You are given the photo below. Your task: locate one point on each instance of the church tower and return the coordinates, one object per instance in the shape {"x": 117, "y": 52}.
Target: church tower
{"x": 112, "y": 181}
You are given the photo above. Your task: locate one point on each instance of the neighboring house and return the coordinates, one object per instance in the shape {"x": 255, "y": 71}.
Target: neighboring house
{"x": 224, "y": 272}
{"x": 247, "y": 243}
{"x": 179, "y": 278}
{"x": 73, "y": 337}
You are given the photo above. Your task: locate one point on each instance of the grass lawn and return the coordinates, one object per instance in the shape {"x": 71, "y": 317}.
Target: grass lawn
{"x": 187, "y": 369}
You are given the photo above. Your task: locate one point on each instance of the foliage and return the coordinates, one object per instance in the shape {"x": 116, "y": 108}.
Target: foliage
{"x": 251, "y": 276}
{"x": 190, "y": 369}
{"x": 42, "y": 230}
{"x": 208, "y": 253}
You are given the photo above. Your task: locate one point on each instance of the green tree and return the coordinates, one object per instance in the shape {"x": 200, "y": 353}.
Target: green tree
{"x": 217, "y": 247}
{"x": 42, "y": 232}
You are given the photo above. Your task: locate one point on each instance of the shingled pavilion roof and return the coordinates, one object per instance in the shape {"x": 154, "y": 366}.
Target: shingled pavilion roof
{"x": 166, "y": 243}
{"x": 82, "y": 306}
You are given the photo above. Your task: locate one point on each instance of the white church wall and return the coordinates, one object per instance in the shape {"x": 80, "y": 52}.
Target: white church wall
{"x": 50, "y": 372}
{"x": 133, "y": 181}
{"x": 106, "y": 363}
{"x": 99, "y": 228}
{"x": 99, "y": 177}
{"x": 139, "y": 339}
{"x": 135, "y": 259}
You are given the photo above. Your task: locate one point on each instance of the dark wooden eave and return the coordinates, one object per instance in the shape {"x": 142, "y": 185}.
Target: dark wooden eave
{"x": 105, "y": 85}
########
Take the line in which "of the neighboring" occurs and each subsequent line through the end; give these lines again without alteration.

You are given the photo above. Your task: locate one point on each instance of the neighboring house and return the coordinates, one object per instance in the shape {"x": 255, "y": 71}.
Target: neighboring house
{"x": 224, "y": 272}
{"x": 247, "y": 243}
{"x": 179, "y": 278}
{"x": 73, "y": 337}
You are given the photo above. Your task: locate one point on each instance of the grass lawn and return the coordinates, one object per instance in the shape {"x": 71, "y": 317}.
Target: grass lawn
{"x": 187, "y": 369}
You are given the photo above. Your task: locate one point on each instance of the foliage and return the coordinates, one object per instance in the shape {"x": 116, "y": 108}.
Target: foliage
{"x": 251, "y": 276}
{"x": 190, "y": 369}
{"x": 42, "y": 230}
{"x": 208, "y": 253}
You are given the photo above. Your task: locate one point on each instance of the green tree and return the coordinates, one object per instance in the shape {"x": 200, "y": 353}.
Target: green tree
{"x": 217, "y": 247}
{"x": 42, "y": 232}
You are given the photo above. Your task: locate one point on each instance of the shingled pavilion roof and return the coordinates, one object per instance in the shape {"x": 154, "y": 366}.
Target: shingled pavilion roof
{"x": 166, "y": 243}
{"x": 82, "y": 306}
You are given the photo above. Your task: locate one point on each instance of the white church wall and return the coordinates, one object per instance in the shape {"x": 80, "y": 52}.
Target: white church wall
{"x": 50, "y": 372}
{"x": 133, "y": 181}
{"x": 106, "y": 363}
{"x": 99, "y": 228}
{"x": 99, "y": 177}
{"x": 139, "y": 339}
{"x": 135, "y": 259}
You are given the photo above. Your task: locate one point on each instance of the dark wooden eave and return the coordinates, one object per instance in the shape {"x": 142, "y": 185}.
Target: dark wooden eave
{"x": 105, "y": 85}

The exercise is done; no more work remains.